_What needs to be done_
Set the data below down again, exactly, with every picture left out.

_Collected data entries_
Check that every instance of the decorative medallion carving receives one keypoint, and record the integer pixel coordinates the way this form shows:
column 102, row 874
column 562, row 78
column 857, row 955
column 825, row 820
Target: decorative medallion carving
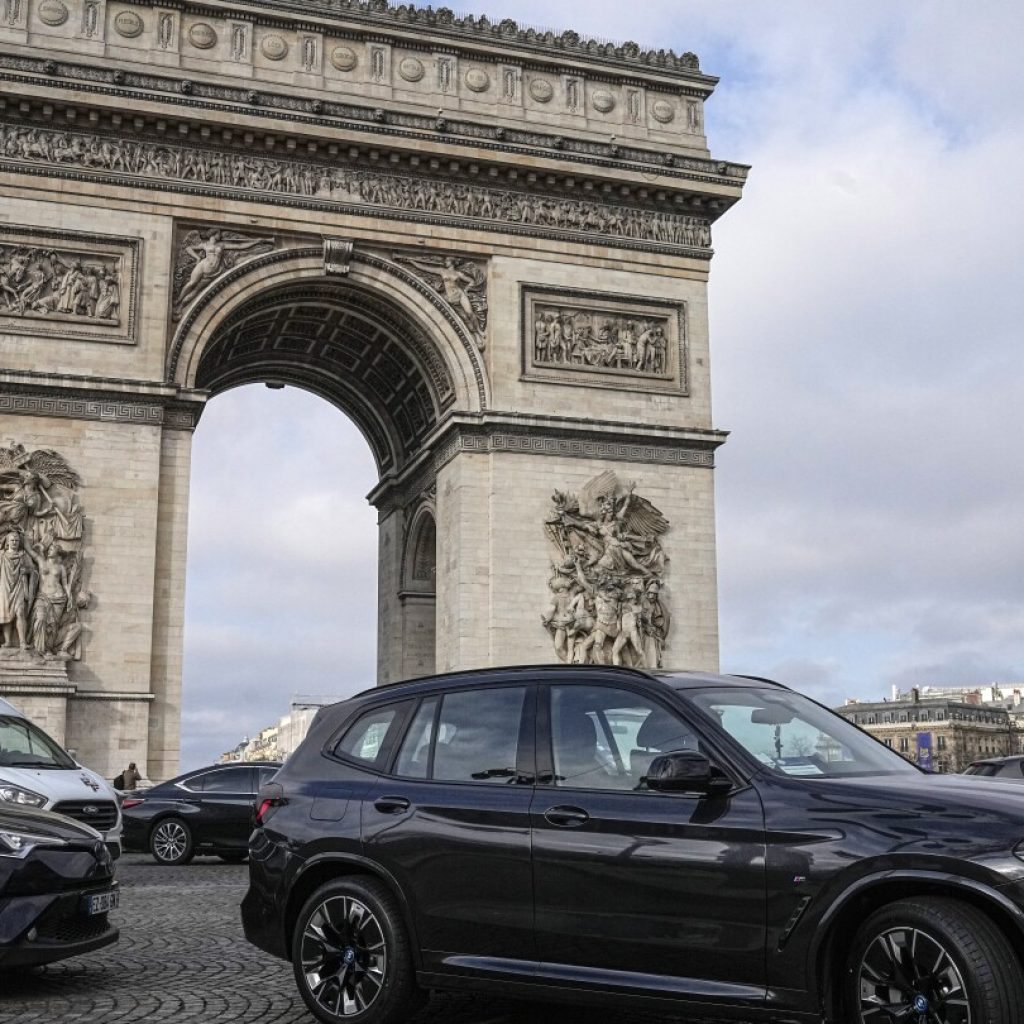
column 129, row 25
column 412, row 70
column 462, row 282
column 90, row 18
column 42, row 525
column 203, row 36
column 607, row 586
column 344, row 58
column 273, row 47
column 542, row 90
column 205, row 255
column 477, row 80
column 69, row 285
column 580, row 337
column 664, row 111
column 52, row 12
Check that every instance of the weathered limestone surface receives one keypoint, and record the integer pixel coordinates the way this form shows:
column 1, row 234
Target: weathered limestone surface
column 185, row 188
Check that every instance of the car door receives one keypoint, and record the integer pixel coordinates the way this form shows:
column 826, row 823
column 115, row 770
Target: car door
column 652, row 890
column 225, row 817
column 451, row 823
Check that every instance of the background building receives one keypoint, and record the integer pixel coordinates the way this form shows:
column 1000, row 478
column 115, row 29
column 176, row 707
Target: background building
column 278, row 742
column 944, row 728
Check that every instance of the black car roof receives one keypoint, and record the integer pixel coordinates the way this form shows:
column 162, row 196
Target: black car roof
column 678, row 680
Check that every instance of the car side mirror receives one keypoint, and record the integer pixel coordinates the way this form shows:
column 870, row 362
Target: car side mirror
column 686, row 771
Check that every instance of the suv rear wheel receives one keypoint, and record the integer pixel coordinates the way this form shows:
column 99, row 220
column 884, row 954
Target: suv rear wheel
column 934, row 960
column 351, row 954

_Response below_
Check that every instance of the decorative medallion carving receives one keypoint, and record the integer pixel coordinates the way this form shows:
column 102, row 874
column 562, row 78
column 857, row 955
column 825, row 820
Target: decorative medallion carving
column 129, row 25
column 412, row 70
column 462, row 282
column 90, row 18
column 42, row 525
column 203, row 36
column 607, row 586
column 344, row 58
column 273, row 47
column 542, row 90
column 205, row 255
column 477, row 80
column 69, row 285
column 580, row 337
column 664, row 111
column 52, row 12
Check that every instance of the weathered limestone surface receives one keypoint, and record the integer pixel coordinates the way this form shows:
column 1, row 234
Target: weathered limestone surface
column 185, row 188
Check that every instance of the car door receives one keypoint, and record the integer pixel coordinates the way this form shows:
column 826, row 823
column 115, row 770
Target: car door
column 652, row 890
column 225, row 817
column 451, row 823
Check that every instance of the background building receives one keypoint, and record the integer pixel coordinates the way this form shows:
column 1000, row 478
column 115, row 29
column 176, row 707
Target: background building
column 278, row 742
column 944, row 728
Check that every instance of the black car roof receives one keypoint, and record the integer pixel coordinates the way this form shows:
column 162, row 196
Target: black car roof
column 678, row 680
Check that every instance of the car side mirror receives one keypoint, and record the integer pixel coordinates the way this form shows:
column 870, row 362
Target: car side mirror
column 686, row 771
Check that every instance of the suv rear wheel receives one keypoint, and record the integer pixel coordinates the way this form shows:
column 99, row 220
column 884, row 954
Target: suv rear wheel
column 934, row 960
column 351, row 954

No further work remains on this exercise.